BEGIN PROVIDED TEXT

# Who was/is the best comedian?



## 94055 (May 1, 2005)

Well we all have/had our favorite, so who was yours?

Wether actor/standup or any other type.

:lol: :lol: :lol: :lol: :lol: :lol: 
It,s the way I tell em
:lol: :lol: :lol: :lol: :lol: :lol:


----------



## thieawin (Jun 7, 2006)

is Ken Dodd

was Tommy Cooper

female

is Victoria Woods

was Joyce Grenfell


----------



## johng1974 (Jan 17, 2007)

Iziziziziiz izzzard


----------



## mangothemadmonk (Aug 6, 2006)

I like the old timers best.....Arthur Lowe, Eric Morecambe, Tommy Cooper and of the newbies... Peter Kay, Harry Hill, Johnny Vegas.

Johnny F


----------



## 94055 (May 1, 2005)

> Iziziziziiz izzzard


Is he?

He does not look that hard to me :wink:

How about the Comedians show
What a collection of stand ups

How about Dave Allen
Jasper carrot
Lenny Henry


----------



## 104236 (May 1, 2007)

END PROVIDED TEXT
BEGIN INFORMATION SUPPLIED

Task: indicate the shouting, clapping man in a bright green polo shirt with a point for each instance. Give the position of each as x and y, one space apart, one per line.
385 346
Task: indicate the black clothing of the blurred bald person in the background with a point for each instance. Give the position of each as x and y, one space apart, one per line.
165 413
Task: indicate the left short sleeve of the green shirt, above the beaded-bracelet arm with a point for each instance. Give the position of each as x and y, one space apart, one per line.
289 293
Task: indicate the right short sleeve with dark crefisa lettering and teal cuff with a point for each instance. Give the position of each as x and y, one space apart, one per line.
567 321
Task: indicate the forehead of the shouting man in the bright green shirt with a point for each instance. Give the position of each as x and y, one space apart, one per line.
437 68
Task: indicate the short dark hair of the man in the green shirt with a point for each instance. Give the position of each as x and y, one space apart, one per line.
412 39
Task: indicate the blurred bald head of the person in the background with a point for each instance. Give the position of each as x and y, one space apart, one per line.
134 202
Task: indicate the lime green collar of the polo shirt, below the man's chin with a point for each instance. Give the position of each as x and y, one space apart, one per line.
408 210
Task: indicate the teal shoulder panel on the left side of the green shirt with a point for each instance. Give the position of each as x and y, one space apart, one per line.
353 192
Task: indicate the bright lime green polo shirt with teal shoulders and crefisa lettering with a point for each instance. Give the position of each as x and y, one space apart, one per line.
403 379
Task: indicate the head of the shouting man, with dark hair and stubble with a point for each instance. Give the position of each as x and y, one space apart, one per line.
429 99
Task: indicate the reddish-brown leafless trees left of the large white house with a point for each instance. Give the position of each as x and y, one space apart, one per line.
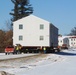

END INFORMATION SUPPLIED

### PROBLEM TO SOLVE
Extend the forum thread about the best comedian, picking up right after its final line.

### EXERCISE ANSWER
Peter Kay, Angus Deayton, _Victor Meldrew_ Victoria Woods, _Frazier_ _and Niales_, Paul Merton


----------



## geraldandannie (Jun 4, 2006)

I think you probably have to categorise them. You can't really compare the raconteurs (Carrot, Connelly, Izzard, Allen) with the one-liners (Tommy Cooper, most of The Comedians e.g. Frank Carson) with the comic actors (Arthur Lowe).

Gerald


----------



## 94055 (May 1, 2005)

Gerald
I did not try to compare the various types and do not think you have to. I thought I had left it open to state whoever you liked from any section. We habve had suggestions from more than one category.
Unless you/they would prefer to categorize them?

Steve


----------



## ksebruce (Nov 5, 2006)

Billy Conelly and Dave Allen


----------



## mangothemadmonk (Aug 6, 2006)

I didn't categorise mine only into oldies and newbies. They are just people that made and still make me laugh.

Johnny F


----------



## 94055 (May 1, 2005)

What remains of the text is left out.